• [SUPPLIED RECORDS]
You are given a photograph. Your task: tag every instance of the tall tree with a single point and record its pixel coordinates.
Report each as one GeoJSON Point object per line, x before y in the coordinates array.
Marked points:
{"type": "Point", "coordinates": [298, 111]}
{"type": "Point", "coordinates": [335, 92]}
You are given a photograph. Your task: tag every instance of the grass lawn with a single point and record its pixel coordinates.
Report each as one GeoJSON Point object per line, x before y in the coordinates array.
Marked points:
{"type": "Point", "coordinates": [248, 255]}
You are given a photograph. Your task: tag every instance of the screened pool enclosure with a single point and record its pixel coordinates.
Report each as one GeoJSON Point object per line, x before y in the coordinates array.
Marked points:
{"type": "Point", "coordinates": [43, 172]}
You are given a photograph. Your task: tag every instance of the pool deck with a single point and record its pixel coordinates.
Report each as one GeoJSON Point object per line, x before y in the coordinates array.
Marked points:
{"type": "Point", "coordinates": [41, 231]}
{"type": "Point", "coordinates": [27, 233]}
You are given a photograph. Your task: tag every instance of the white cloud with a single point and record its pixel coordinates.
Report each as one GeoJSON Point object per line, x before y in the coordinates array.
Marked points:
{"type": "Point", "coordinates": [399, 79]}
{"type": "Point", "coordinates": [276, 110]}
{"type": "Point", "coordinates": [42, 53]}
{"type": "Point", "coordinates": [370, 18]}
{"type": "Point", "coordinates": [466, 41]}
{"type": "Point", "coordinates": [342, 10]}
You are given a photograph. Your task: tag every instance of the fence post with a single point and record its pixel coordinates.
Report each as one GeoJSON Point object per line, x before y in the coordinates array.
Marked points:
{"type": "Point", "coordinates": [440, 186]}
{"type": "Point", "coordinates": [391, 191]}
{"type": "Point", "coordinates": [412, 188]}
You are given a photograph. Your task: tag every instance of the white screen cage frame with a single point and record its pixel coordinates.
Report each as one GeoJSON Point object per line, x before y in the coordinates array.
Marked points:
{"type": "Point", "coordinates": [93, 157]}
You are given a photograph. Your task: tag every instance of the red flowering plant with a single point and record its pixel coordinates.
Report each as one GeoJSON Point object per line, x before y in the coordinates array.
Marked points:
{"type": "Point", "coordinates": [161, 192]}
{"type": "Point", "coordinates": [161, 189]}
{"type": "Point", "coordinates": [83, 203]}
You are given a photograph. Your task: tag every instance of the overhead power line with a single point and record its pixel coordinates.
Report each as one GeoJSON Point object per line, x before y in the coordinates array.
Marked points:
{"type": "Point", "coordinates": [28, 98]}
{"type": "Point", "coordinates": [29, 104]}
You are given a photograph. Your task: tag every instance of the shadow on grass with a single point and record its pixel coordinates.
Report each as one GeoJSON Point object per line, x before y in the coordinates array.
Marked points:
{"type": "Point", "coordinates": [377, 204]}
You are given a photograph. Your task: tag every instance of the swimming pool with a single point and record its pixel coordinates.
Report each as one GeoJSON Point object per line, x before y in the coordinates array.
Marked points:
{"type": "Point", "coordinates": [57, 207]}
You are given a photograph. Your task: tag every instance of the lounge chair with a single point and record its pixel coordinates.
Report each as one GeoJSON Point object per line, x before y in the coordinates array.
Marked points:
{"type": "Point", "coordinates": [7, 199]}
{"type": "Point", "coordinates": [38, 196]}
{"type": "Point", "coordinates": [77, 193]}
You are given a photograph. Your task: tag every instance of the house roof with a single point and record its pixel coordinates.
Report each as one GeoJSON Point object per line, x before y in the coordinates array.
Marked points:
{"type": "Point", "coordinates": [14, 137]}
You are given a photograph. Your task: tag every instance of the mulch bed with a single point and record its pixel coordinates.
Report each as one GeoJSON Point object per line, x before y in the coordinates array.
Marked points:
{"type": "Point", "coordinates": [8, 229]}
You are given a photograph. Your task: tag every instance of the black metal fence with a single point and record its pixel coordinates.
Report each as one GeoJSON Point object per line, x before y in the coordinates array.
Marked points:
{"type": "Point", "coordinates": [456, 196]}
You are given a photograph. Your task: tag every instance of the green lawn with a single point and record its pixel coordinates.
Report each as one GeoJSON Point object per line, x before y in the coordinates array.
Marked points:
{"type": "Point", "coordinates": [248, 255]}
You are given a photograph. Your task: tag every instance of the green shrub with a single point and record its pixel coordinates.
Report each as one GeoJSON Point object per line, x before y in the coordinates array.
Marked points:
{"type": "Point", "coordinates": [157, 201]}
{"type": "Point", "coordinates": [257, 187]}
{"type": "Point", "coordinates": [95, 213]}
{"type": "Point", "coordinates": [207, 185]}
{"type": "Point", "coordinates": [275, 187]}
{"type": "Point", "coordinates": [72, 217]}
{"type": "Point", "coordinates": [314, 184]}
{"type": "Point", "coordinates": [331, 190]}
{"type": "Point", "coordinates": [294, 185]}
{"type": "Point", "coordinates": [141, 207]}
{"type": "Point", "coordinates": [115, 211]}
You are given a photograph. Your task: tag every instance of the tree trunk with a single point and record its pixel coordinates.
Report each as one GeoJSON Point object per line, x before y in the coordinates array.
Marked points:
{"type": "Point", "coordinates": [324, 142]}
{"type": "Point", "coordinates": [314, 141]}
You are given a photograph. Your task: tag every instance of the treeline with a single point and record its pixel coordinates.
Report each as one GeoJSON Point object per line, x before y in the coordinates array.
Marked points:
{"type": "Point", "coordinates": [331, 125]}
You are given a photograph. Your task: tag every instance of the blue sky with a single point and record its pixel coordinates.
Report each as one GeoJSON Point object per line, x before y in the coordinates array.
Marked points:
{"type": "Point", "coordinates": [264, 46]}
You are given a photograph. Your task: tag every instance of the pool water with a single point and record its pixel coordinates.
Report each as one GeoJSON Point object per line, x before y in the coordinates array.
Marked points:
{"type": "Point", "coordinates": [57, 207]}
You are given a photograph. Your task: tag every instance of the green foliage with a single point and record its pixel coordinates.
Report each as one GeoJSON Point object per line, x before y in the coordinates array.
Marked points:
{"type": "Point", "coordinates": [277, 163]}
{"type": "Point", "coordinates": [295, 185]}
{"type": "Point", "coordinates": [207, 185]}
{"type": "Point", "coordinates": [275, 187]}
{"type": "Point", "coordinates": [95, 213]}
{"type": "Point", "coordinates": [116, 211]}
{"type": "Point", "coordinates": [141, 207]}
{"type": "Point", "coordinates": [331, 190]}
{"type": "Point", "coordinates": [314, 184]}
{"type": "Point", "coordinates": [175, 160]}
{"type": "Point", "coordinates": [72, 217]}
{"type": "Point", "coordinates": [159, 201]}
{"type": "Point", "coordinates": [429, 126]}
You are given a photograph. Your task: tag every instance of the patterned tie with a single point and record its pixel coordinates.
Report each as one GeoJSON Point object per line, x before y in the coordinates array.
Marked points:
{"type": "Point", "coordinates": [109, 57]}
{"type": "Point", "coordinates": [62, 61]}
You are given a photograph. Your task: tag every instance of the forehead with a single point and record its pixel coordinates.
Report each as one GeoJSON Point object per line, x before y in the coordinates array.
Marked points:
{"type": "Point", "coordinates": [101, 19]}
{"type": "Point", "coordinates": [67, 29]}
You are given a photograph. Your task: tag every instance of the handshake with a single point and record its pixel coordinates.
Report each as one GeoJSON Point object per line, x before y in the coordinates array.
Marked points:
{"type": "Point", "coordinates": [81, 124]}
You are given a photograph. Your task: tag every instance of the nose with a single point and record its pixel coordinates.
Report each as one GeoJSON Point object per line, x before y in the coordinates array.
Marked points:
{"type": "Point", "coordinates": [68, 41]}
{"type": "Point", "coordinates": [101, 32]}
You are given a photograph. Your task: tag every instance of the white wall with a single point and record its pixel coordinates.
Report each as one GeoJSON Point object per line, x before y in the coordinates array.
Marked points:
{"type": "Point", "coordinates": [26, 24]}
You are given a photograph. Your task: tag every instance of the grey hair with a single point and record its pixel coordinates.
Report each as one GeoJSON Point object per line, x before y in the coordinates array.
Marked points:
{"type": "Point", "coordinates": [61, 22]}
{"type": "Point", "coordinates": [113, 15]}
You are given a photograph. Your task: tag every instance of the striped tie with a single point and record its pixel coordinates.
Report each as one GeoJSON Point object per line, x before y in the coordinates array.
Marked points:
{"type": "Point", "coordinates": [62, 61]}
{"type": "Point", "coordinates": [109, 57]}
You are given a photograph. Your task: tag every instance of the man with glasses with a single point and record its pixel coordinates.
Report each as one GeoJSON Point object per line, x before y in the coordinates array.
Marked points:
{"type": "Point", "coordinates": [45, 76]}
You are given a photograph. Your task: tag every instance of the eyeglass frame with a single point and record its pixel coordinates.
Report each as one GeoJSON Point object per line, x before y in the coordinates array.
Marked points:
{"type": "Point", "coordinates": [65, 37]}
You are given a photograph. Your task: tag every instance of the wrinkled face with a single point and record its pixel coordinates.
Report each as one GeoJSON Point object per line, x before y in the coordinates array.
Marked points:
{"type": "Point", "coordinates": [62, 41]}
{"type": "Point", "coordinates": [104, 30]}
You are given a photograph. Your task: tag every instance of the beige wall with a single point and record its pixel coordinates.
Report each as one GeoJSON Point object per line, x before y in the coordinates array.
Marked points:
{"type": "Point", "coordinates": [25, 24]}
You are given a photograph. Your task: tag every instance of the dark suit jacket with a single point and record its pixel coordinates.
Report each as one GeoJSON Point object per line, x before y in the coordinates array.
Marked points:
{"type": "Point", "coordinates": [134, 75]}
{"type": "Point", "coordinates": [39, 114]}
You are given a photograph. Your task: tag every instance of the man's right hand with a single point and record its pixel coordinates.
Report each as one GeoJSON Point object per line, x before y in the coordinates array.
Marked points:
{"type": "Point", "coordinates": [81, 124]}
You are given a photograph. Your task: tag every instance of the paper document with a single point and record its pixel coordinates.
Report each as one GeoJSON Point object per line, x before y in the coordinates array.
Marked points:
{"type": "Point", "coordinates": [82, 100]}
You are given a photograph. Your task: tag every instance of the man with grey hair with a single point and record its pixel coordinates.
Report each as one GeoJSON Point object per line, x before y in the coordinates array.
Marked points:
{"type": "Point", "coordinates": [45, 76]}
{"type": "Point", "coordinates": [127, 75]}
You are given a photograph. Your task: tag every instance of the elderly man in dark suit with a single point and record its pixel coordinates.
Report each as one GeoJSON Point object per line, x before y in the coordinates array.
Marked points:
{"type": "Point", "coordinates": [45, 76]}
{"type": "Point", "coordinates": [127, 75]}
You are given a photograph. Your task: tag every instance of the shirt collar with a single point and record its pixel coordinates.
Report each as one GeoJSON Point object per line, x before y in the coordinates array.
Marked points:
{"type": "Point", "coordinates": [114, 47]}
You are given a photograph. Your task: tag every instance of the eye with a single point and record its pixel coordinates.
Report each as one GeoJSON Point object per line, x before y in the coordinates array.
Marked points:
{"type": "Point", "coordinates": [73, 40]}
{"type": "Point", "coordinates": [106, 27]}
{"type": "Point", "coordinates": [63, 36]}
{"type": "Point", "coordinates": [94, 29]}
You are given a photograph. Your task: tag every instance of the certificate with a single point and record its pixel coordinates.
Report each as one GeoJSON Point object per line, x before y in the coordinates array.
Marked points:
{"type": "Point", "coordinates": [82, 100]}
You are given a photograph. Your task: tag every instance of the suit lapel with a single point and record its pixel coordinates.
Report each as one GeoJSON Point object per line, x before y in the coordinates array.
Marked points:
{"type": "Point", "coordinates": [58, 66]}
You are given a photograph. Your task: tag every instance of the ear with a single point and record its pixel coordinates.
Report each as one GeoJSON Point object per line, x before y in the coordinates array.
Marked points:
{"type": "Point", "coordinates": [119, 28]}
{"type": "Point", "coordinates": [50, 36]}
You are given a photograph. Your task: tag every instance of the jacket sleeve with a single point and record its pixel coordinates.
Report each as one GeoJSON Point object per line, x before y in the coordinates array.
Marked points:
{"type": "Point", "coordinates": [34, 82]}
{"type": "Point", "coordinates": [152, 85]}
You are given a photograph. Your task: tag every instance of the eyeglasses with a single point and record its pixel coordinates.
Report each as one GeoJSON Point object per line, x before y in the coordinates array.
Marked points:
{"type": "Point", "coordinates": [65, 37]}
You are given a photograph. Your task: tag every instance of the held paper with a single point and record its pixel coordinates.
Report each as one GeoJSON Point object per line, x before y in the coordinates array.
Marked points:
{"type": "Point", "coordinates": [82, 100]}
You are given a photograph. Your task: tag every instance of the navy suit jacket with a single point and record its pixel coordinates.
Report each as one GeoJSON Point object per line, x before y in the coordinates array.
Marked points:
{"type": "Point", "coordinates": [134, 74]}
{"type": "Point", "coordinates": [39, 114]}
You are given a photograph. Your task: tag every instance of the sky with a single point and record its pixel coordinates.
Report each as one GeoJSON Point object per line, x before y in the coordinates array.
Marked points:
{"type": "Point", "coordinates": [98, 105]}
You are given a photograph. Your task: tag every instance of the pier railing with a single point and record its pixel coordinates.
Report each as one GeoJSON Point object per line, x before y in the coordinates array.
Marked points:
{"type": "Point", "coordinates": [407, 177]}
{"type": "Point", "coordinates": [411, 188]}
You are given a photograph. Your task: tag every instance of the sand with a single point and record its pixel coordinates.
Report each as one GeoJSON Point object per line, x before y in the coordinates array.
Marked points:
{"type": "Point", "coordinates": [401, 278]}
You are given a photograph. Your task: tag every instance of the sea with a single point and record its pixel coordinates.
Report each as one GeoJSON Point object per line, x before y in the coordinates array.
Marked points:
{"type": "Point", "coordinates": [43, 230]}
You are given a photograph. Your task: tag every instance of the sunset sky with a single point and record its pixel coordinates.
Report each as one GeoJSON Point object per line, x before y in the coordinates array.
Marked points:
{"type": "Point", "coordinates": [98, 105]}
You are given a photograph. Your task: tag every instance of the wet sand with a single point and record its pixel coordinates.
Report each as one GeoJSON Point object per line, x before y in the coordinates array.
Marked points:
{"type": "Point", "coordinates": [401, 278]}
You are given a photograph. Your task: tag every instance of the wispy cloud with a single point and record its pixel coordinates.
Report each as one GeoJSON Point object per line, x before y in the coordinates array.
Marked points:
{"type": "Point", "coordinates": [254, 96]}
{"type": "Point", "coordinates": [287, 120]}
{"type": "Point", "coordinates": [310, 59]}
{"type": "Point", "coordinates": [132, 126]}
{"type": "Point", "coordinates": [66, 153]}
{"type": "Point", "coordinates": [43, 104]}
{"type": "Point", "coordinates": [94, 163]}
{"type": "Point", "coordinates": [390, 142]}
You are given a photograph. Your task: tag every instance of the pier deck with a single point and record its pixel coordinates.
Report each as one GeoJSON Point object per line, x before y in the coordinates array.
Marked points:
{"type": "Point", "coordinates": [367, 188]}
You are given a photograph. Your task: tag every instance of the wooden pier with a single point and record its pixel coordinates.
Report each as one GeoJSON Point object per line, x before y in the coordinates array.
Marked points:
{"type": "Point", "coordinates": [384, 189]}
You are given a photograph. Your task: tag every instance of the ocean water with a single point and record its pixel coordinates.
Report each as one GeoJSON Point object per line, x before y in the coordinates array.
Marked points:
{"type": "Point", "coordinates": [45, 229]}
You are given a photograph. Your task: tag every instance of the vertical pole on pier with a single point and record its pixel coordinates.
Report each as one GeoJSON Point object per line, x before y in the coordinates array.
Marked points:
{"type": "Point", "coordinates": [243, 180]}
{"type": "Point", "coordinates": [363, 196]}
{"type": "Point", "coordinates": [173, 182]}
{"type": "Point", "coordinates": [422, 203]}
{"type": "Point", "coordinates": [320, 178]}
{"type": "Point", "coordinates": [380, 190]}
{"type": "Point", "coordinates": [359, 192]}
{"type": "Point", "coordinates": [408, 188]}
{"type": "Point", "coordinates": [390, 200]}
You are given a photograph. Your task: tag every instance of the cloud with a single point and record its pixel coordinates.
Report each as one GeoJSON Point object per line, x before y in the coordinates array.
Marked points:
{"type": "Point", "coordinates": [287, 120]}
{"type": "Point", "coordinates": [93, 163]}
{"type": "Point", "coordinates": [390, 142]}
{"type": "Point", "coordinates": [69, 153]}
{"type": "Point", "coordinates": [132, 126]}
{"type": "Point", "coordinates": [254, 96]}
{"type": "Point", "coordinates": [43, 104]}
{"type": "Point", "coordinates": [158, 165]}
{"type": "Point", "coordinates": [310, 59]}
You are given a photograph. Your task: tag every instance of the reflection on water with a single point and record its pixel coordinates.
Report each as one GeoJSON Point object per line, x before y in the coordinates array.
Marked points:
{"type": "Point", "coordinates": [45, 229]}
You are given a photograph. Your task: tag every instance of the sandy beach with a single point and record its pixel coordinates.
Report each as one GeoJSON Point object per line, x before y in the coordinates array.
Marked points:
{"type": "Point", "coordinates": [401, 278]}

• [DESCRIPTION OF THE TASK]
Convert the stretch of lines from the one containing "of the sandy" through the end of the lines into a two-column CSV with the headers instruction and points. Give one row for each instruction and its marked coordinates, quote every field, and replace line breaks inside a field with spaces.

• [TASK ANSWER]
instruction,points
"You are given a photograph. Your task: tag every instance of the sandy beach with a single point and record its pixel coordinates. Report each as one GeoJSON Point object per line, x before y in the coordinates array. Marked points:","{""type"": ""Point"", ""coordinates"": [401, 278]}"